↓
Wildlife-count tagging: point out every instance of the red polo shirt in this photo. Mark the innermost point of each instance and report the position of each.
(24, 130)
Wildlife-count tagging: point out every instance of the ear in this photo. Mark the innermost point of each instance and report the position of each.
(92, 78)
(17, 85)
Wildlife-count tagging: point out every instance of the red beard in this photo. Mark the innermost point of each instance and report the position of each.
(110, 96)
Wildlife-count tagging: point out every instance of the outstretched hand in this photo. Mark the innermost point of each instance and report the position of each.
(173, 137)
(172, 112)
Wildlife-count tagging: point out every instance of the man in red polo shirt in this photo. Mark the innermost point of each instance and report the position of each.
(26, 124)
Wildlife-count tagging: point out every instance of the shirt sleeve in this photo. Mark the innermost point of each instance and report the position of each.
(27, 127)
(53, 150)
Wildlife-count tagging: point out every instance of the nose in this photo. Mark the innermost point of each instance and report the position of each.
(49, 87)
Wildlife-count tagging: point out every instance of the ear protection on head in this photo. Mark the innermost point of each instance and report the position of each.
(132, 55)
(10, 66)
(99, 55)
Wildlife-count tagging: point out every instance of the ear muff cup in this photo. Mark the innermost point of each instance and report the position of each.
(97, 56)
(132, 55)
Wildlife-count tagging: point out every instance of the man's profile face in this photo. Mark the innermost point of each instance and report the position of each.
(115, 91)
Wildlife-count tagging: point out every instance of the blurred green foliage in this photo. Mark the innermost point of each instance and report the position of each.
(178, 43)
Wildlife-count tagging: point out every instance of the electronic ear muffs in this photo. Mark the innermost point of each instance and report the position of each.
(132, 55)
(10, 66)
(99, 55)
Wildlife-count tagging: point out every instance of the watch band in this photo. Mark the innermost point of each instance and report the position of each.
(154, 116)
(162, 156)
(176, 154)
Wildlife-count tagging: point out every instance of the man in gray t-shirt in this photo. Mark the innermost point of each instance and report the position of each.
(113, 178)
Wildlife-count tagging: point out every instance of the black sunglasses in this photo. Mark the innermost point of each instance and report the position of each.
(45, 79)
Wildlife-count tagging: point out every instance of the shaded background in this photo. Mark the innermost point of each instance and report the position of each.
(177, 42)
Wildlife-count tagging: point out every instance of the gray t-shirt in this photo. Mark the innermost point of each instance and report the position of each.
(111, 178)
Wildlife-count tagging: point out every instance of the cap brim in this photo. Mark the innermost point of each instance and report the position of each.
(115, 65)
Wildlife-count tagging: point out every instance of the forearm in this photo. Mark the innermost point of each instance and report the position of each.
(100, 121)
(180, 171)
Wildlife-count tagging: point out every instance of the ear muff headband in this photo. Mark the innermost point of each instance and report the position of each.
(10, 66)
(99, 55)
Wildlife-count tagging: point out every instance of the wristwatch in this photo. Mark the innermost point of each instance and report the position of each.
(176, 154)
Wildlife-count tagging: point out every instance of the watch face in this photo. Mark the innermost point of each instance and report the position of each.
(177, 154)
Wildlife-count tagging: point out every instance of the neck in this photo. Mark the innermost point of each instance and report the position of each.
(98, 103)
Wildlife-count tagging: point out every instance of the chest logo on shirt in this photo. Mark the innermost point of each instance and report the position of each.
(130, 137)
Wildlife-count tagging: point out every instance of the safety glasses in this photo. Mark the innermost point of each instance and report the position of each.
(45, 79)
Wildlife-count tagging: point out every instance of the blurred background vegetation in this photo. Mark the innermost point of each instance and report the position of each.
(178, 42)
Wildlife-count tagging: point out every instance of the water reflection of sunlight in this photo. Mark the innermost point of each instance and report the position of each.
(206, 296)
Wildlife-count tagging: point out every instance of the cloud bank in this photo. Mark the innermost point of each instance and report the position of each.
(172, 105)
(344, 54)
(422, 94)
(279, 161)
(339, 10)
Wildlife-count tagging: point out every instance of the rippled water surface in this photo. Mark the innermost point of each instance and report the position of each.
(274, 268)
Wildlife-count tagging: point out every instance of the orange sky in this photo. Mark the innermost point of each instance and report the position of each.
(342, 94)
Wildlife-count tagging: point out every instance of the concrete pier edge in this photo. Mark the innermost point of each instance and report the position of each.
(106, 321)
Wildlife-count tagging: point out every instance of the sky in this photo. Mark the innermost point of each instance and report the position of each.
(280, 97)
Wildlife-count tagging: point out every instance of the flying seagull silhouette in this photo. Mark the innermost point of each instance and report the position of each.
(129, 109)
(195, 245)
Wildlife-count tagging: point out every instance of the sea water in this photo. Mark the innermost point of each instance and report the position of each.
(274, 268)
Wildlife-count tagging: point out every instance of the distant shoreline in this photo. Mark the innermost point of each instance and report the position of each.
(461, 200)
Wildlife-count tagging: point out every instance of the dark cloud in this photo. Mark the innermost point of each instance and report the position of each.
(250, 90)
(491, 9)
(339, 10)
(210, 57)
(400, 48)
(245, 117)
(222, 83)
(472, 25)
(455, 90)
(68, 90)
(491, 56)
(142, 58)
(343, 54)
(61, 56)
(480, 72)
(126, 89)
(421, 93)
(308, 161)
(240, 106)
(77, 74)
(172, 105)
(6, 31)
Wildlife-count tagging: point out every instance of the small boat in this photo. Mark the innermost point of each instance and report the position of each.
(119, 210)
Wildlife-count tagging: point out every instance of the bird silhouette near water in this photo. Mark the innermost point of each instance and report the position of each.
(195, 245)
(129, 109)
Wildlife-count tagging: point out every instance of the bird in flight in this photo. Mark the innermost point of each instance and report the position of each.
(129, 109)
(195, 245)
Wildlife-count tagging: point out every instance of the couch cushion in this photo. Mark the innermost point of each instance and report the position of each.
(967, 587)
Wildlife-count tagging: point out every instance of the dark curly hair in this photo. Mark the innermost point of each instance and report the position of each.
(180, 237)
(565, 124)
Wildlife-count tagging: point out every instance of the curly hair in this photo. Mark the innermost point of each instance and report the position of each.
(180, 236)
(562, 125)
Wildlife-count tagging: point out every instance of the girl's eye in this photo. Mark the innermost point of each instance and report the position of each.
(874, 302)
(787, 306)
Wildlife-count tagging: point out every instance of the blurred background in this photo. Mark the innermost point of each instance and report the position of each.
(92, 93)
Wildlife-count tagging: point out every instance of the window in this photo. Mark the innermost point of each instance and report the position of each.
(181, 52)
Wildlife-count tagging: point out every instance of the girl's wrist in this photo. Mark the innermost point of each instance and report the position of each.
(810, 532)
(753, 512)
↑
# CHALLENGE
Copy all of the material above word for word, with every line unchanged and in its original order.

# RESULT OF THE EXERCISE
Wildlife-count tagging: point out every instance of the red polo shirt in this photo. Mark the innermost point of each instance and report the position of each.
(24, 130)
Wildlife-count tagging: point out every instance of the ear in this photo. Mark the innermost point of each instance and report the position of each.
(92, 78)
(17, 85)
Wildlife-count tagging: point out every instance of the red beard in this photo. Mark the innermost point of each instance and report the position of each.
(110, 96)
Wildlife-count tagging: point out every instance of the outstretched hand in this photo. Mark the innermost point of each instance and report the position of each.
(173, 137)
(172, 112)
Wildlife-count tagging: point out every instance of the man in red polo shirt in this photo. Mark the innermost point of each instance and report the position of each.
(26, 124)
Wildlife-count tagging: point out every instance of the shirt sleeve in this photo. Mark the innermost point of each instance and report the position of each.
(27, 127)
(53, 150)
Wildlife-count tagging: point out every instance of the nose in this photo. Mark the innermost point of each instance and report the position of each.
(49, 87)
Wildlife-count tagging: point out every instance of the ear protection on head in this photo. Mark the innermost point of each instance and report the position of each.
(132, 55)
(10, 66)
(99, 55)
Wildlife-count tagging: point out every instance of the ear muff cup in this photo. Mark the innermost point of each instance and report the position of each.
(97, 56)
(132, 55)
Wildlife-count tagging: point out every instance of the man's profile face in this photo. Mark the innermost point of each instance and report the position of each.
(115, 91)
Wildlife-count tagging: point out every instance of the blurred green foliage in this photo. Mark the innermost point of each instance and report the position of each.
(178, 43)
Wildlife-count tagging: point out every instance of the electronic ear muffs in this photo. Mark the innermost point of each instance and report the position of each.
(132, 55)
(10, 66)
(99, 55)
Wildlife-count tagging: point out every instance of the watch band in this photo. Mark the innermost point of each instance and report the position of each.
(154, 116)
(162, 156)
(176, 154)
Wildlife-count tagging: point out every instance of the man in gray t-shirt in this photo. Mark the innermost point of each instance and report the position of each.
(113, 178)
Wildlife-count tagging: point out every instance of the black sunglasses in this photo. Mark the innermost point of each instance and report the position of each.
(45, 79)
Wildlife-count tagging: point out every instance of the shaded background in this photo. Mark the innermost point of each instance and report the position of each.
(177, 42)
Wildlife-count tagging: point out every instance of the gray t-shirt in this photo. Mark the innermost point of each instance and report the position of each.
(111, 178)
Wildlife-count tagging: point out every instance of the cap brim in this photo. Mark the innermost point of each instance and report the position of each.
(115, 65)
Wildlife-count tagging: point out every instance of the forearm in this photo. Mark the innermost point of each instance and report the position of each.
(100, 121)
(180, 171)
Wildlife-count tagging: point out every instance of the ear muff headband in this photo. Mark the innermost point of each instance and report the position of each.
(10, 66)
(99, 55)
Wildlife-count tagging: point out every instance of the wristwatch in this photo. Mark the innermost point of each instance and report the position of each.
(176, 154)
Wildlife-count tagging: point out every instance of the watch face in this photo. Mark the innermost point of each instance and report the position of each.
(177, 154)
Wildlife-count tagging: point out every instance of the neck in this photo. Mark the innermost point of each instance and report the position of each.
(98, 103)
Wildlife-count tagging: point out every instance of the chest logo on shirt in this photo. Mark the innermost point of each instance and report the position of each.
(130, 137)
Wildlife-count tagging: point out every instance of the safety glasses in this photo. Mark the innermost point of each instance and report the position of each.
(45, 79)
Wildlife-count tagging: point out every instance of the blurred background vegetation in this photo. Mark the innermost point of each instance and report the position of each.
(178, 42)
Wildlife-count tagging: point out every instance of the water reflection of sunlight in this photo. Mark the innermost point of each instance and report the position of each.
(206, 296)
Wildlife-count tagging: point out every instance of the cloud bank in this photo. Mark the innermost point of each instance and report the position of each.
(172, 105)
(344, 54)
(422, 94)
(279, 161)
(339, 10)
Wildlife-count tagging: point out every instance of the rippled water surface in this photo. Mark the innermost point of each instance and report the position of each.
(274, 268)
Wildlife-count tagging: point out every instance of the orange sky in this photo. Mark the innermost point of each instance and report the position of each.
(342, 94)
Wildlife-count tagging: point out every instance of the concrete pier edge in this photo. Mark the innermost point of each instance and report the position of each.
(106, 321)
Wildlife-count tagging: point out every instance of the sky in this photo. Mark the innermost point of each instance and report the position of each.
(280, 97)
Wildlife-count tagging: point out every instance of the flying seagull silhouette in this photo. Mark the innermost point of each instance and report the position of each.
(129, 109)
(195, 245)
Wildlife-count tagging: point out every instance of the sea water in this photo. Mark the innermost point of each instance and report the position of each.
(274, 268)
Wildlife-count tagging: point out every instance of the distant shoreline in this photo. Mark the innermost point of each instance and report the position of each.
(461, 200)
Wildlife-count tagging: point out every instance of the dark cloud in this photo. Mark the innermost point of each instance and report the position of each.
(250, 90)
(491, 9)
(339, 10)
(210, 57)
(400, 48)
(245, 117)
(222, 83)
(472, 25)
(455, 90)
(68, 90)
(491, 56)
(142, 58)
(343, 54)
(61, 56)
(480, 72)
(126, 89)
(421, 93)
(308, 161)
(240, 106)
(77, 74)
(172, 105)
(6, 31)
Wildlife-count tagging: point out every instance of the small boat in this photo. Mark the innermost point of each instance and report the position of each.
(119, 210)
Wildlife-count tagging: point out every instance of the bird silhouette near water in this photo. Mark the innermost point of each instance and report the position of each.
(195, 245)
(129, 109)
Wildlife-count tagging: point out every instance of the bird in flight in this photo. Mark the innermost point of each instance and report the position of each.
(129, 109)
(195, 245)
Wildlife-count tagging: point out every instance of the couch cushion in this photo. Mark the innermost point of each instance and report the position of each.
(967, 587)
Wildlife-count tagging: point out every instance of the dark curly hair in this photo. Mark the innermost point of each instance and report the position of each.
(180, 237)
(565, 124)
Wildlife-count tagging: point out every instance of the curly hair in this photo. Mark the innermost point of each instance and report the position of each.
(180, 236)
(562, 125)
Wildlife-count tagging: point out every instance of the girl's eye in this photo. Mark the innermost point of each instance and report the position of each.
(874, 302)
(787, 306)
Wildlife-count tagging: point out every instance of the blurred background in this photo. Mark the innermost point of each instance and report the position of each.
(92, 93)
Wildlife-count tagging: point out every instance of the window in this photo. Mark the innermost point of each instance and report the position of each.
(181, 52)
Wildlife-count tagging: point out every instance of the girl's wrist in this photo. Mark the innermost point of each instance and report the position of each.
(810, 532)
(753, 512)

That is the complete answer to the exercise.